| TASK TO COMPLETE |
Please update all of the data below by changing "separate parts" to "disjoint pieces" and leaving every other line and character as it is. Leave the pictures out of your answer.

Saved data entries:
▼
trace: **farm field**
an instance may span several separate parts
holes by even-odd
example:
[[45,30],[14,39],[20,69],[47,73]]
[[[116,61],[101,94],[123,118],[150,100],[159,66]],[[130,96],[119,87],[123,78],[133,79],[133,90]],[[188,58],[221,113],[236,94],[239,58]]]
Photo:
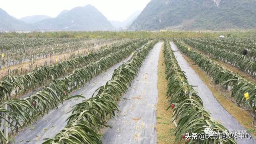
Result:
[[148,32],[3,34],[1,142],[256,143],[255,37]]

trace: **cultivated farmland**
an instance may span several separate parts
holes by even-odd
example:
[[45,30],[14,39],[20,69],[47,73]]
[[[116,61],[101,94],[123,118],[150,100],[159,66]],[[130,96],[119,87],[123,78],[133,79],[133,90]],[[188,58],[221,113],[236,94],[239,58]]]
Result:
[[2,143],[256,143],[255,37],[20,36],[0,39]]

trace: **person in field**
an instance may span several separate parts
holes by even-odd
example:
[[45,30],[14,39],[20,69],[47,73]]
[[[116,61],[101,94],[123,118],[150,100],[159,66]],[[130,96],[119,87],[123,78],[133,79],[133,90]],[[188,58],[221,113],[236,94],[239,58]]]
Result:
[[243,55],[244,56],[246,56],[247,54],[247,52],[248,52],[248,50],[247,48],[246,48],[245,47],[244,47],[243,48]]

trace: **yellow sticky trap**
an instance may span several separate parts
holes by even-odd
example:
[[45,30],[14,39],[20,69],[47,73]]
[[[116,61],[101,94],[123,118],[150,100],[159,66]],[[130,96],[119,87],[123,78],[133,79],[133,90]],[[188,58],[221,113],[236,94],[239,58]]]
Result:
[[249,99],[250,98],[250,97],[249,96],[249,92],[247,92],[245,94],[244,94],[244,98],[245,98],[245,99],[247,100],[249,100]]

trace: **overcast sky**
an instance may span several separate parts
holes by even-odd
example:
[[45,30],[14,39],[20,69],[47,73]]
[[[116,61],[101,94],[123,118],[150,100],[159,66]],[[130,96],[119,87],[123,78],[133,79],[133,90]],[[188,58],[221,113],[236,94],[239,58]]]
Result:
[[62,10],[91,4],[108,19],[122,21],[150,0],[0,0],[0,8],[20,18],[34,15],[56,16]]

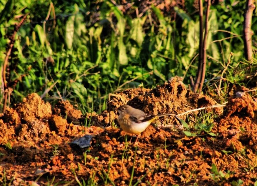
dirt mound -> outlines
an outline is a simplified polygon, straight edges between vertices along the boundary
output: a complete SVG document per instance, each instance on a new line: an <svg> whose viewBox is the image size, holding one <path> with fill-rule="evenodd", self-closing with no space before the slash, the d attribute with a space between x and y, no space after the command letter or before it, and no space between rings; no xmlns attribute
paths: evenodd
<svg viewBox="0 0 257 186"><path fill-rule="evenodd" d="M53 114L66 118L68 123L72 123L75 124L80 124L80 118L82 115L81 111L74 109L73 105L69 101L59 101L54 106Z"/></svg>
<svg viewBox="0 0 257 186"><path fill-rule="evenodd" d="M154 114L180 113L216 103L175 80L152 90L138 88L118 94L128 104ZM0 181L5 176L14 185L32 185L43 175L37 184L54 180L76 185L76 180L83 178L98 185L128 185L133 172L133 184L229 185L240 179L244 185L253 185L257 176L257 105L249 95L240 95L229 99L224 113L214 121L211 132L216 136L204 131L187 136L183 130L151 125L135 149L128 142L135 137L125 135L115 124L109 125L115 121L112 109L120 105L119 98L112 97L110 111L79 118L80 113L68 102L59 103L53 114L49 103L30 94L0 117ZM72 123L64 119L66 113ZM90 119L90 127L73 124L78 120L88 124ZM174 120L167 122L174 124ZM90 147L70 145L86 134L93 137Z"/></svg>
<svg viewBox="0 0 257 186"><path fill-rule="evenodd" d="M217 125L228 149L241 151L246 146L257 150L256 112L257 103L249 95L236 95L229 99Z"/></svg>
▲
| WRITTEN ANSWER |
trace: **farm field**
an instance may span several disjoint pieces
holes by even-odd
example:
[[45,30],[14,39],[20,69],[47,73]]
[[[116,61],[101,94],[123,118],[150,100],[159,66]],[[130,96],[119,87],[123,78],[133,79],[133,90]],[[188,58],[221,113],[236,94],[239,58]]]
Photo:
Result:
[[148,32],[3,34],[1,142],[256,143],[255,37]]

trace: **cultivated farmland**
an instance may span several disjoint pieces
holes by even-odd
example:
[[45,30],[14,39],[20,69],[47,73]]
[[[116,61],[101,94],[123,118],[150,100],[159,66]],[[130,96],[119,87],[123,78],[133,79],[133,90]],[[188,58],[221,113],[236,94],[239,58]]]
Result:
[[2,143],[256,143],[255,37],[20,36],[0,39]]

trace: **person in field**
an instance may span several disjoint pieces
holes by even-odd
example:
[[45,30],[14,39],[20,69],[47,73]]
[[[116,61],[101,94],[123,118],[150,100],[159,66]],[[130,96],[119,87],[123,78],[133,79],[133,90]],[[188,58],[221,113],[236,94],[239,58]]]
Result:
[[243,55],[244,56],[246,56],[247,54],[247,52],[248,52],[248,50],[247,48],[246,48],[245,47],[244,47],[243,48]]

trace: **yellow sticky trap**
an instance may span several disjoint pieces
holes by even-odd
example:
[[45,30],[14,39],[20,69],[47,73]]
[[[116,61],[101,94],[123,118],[150,100],[159,66]],[[130,96],[119,87],[123,78],[133,79],[133,90]],[[188,58],[221,113],[236,94],[239,58]]]
Result:
[[249,99],[250,98],[250,97],[249,96],[249,92],[247,92],[245,94],[244,94],[244,98],[245,98],[245,99],[247,100],[249,100]]

trace: **overcast sky**
an instance may span several disjoint pieces
holes by even-odd
example:
[[45,30],[14,39],[20,69],[47,73]]
[[[116,61],[101,94],[123,118],[150,100],[159,66]],[[130,96],[119,87],[123,78],[133,79],[133,90]],[[188,58],[221,113],[236,94],[239,58]]]
Result:
[[62,10],[91,4],[108,19],[122,21],[150,0],[0,0],[0,8],[20,18],[34,15],[56,16]]

dirt mound -> outlines
an outline is a simplified polygon, straight edges between vertices along the boundary
output: a complete SVG document per instance, each instance on a new line: an <svg> whose viewBox is the image size, holding one <path> with fill-rule="evenodd", self-closing with no space before the slash, the d attribute with a space between x and y, no space after the command letter or before it, and no space between rings; no xmlns attribute
paths: evenodd
<svg viewBox="0 0 257 186"><path fill-rule="evenodd" d="M53 114L66 118L68 123L72 123L75 124L80 124L80 118L82 115L81 111L74 109L73 105L69 101L59 101L54 106Z"/></svg>
<svg viewBox="0 0 257 186"><path fill-rule="evenodd" d="M154 114L180 113L216 103L175 80L152 90L138 88L118 94L128 104ZM0 181L5 176L14 185L32 185L43 175L37 184L54 180L76 185L76 180L83 178L98 185L128 185L133 172L133 184L229 185L240 179L244 185L253 185L257 176L257 105L249 95L240 95L229 99L224 113L214 121L211 132L216 136L204 131L187 136L183 130L151 125L135 149L128 142L135 137L125 135L115 124L109 125L115 121L112 109L120 105L119 98L112 97L110 111L79 118L80 113L68 102L59 103L53 114L49 103L30 94L0 117ZM72 123L64 119L66 113ZM90 119L90 127L73 124L78 120L88 124ZM174 120L167 122L174 124ZM90 147L70 145L86 134L93 137Z"/></svg>
<svg viewBox="0 0 257 186"><path fill-rule="evenodd" d="M217 125L228 149L241 151L246 146L257 150L256 112L257 103L249 95L236 95L229 99Z"/></svg>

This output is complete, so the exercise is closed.